Recorded data ::
# # #

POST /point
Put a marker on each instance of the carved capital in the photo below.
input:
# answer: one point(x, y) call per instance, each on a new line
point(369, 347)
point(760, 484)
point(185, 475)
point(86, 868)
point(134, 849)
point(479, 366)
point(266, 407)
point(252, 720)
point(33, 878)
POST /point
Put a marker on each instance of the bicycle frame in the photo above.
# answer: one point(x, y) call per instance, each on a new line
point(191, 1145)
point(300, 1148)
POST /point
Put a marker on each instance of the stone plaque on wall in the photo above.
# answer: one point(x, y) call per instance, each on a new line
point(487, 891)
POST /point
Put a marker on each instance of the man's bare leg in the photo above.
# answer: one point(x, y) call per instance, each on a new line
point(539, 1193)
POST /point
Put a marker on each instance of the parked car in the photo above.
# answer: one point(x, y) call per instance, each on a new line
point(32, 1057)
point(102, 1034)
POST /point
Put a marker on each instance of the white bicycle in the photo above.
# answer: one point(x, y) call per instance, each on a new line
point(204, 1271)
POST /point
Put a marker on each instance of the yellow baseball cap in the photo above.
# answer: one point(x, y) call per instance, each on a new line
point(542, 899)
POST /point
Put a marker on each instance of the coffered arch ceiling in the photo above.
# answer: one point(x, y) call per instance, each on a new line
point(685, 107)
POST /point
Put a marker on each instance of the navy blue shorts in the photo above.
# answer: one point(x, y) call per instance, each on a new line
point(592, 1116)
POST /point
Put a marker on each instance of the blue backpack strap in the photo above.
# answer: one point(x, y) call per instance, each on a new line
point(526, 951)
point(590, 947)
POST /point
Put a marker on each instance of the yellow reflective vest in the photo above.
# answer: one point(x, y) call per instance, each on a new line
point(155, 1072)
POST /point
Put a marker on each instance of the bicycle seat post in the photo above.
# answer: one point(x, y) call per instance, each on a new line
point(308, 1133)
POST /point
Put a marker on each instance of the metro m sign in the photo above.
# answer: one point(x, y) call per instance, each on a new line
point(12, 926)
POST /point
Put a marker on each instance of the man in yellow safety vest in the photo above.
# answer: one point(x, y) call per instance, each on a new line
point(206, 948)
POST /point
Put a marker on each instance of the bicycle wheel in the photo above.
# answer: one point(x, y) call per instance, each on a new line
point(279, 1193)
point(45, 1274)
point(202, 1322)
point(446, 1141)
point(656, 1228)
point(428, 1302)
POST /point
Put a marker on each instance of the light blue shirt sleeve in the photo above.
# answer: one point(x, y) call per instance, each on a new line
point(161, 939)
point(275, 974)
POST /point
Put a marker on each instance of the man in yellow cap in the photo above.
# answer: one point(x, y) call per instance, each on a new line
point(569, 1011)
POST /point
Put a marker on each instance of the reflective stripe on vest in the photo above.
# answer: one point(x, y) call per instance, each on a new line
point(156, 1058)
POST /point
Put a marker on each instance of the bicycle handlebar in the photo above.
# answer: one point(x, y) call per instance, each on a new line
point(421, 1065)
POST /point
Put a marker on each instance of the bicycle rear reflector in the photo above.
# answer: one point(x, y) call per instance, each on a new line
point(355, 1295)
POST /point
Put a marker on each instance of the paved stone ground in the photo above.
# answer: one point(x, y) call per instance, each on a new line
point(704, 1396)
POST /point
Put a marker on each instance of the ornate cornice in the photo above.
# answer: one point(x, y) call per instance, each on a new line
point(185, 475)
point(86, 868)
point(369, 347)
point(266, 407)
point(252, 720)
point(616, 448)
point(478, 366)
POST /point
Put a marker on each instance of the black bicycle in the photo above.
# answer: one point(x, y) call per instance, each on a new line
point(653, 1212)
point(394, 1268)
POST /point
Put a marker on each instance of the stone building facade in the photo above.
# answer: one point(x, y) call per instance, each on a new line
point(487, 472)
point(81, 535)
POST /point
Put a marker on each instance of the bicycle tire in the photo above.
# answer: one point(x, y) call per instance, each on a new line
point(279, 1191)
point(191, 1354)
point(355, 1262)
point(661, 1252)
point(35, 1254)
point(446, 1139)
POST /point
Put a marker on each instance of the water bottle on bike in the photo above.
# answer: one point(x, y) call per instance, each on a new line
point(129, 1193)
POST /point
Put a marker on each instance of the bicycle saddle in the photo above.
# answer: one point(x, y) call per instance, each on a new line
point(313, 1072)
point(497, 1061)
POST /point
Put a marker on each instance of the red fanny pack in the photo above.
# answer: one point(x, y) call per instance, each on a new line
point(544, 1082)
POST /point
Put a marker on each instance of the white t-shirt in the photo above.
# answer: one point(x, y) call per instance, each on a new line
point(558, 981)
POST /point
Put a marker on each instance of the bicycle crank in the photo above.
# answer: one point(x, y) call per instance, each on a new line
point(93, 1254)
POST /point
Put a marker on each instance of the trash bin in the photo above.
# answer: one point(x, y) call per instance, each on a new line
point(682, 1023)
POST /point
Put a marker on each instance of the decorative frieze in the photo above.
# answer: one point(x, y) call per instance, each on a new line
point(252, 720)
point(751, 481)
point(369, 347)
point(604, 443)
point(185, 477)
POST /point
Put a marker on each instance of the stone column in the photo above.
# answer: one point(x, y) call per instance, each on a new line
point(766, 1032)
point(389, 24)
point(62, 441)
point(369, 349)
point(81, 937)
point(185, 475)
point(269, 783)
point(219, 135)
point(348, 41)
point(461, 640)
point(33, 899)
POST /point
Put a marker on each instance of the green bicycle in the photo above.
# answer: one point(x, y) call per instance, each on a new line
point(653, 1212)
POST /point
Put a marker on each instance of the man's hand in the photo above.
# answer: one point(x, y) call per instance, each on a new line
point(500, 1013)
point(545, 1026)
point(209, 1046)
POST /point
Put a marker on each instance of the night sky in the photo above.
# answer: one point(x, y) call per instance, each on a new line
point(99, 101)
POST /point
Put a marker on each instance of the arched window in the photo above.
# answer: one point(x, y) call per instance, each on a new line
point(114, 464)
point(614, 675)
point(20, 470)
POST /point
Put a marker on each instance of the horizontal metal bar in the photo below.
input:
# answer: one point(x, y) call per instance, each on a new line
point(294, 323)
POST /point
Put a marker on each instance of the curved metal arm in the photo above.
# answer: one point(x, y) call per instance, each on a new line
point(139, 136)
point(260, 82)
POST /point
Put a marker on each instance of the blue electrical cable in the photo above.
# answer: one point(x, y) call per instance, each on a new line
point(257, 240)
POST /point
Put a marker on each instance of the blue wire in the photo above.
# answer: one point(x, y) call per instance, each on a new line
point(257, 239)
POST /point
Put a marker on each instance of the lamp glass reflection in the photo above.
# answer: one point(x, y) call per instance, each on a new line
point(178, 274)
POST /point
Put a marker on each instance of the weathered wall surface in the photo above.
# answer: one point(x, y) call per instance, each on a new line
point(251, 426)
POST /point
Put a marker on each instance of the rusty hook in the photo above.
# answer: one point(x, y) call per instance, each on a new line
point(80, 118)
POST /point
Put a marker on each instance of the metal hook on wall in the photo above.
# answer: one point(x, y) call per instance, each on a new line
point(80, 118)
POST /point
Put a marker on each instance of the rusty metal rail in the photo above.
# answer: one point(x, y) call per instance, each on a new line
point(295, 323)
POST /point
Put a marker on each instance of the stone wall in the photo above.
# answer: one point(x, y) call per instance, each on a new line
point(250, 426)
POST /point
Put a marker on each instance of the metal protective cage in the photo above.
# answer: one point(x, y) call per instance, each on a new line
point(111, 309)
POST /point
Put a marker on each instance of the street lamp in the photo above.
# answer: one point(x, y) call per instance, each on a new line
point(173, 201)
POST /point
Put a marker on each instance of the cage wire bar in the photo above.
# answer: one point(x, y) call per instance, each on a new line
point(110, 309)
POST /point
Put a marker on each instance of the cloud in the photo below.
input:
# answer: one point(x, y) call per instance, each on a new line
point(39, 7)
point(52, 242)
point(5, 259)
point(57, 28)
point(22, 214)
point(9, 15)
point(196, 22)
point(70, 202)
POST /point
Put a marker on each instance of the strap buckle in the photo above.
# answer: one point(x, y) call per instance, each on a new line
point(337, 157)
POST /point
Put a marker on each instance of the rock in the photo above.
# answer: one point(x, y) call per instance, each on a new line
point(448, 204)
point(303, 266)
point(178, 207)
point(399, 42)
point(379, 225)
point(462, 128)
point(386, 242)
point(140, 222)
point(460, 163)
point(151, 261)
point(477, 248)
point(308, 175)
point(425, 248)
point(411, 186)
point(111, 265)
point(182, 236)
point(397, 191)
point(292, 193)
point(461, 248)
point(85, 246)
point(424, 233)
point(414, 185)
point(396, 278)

# # #

Exercise aim ::
Format the listing above as a numbered list, starting with its first line and continuing up to and including the line that contains "point(487, 891)". Leave out any blank lines.

Completed exercise ::
1. POST /point
2. Put a marker on each instance of the carved capital in the photo below.
3. input:
4. # answer: one point(x, y) call per instance, each on a new line
5. point(369, 347)
6. point(760, 484)
7. point(185, 475)
8. point(86, 868)
9. point(134, 849)
10. point(479, 366)
11. point(266, 407)
12. point(252, 720)
13. point(33, 878)
14. POST /point
15. Put a marker on each instance of the bicycle frame in the photo above.
16. # answer: one point(x, y) call per instance, each on a new line
17. point(191, 1145)
18. point(300, 1148)
19. POST /point
20. Put a marker on each instance of the stone plaque on wall in the photo above.
21. # answer: one point(x, y) call per instance, each on a new line
22. point(487, 891)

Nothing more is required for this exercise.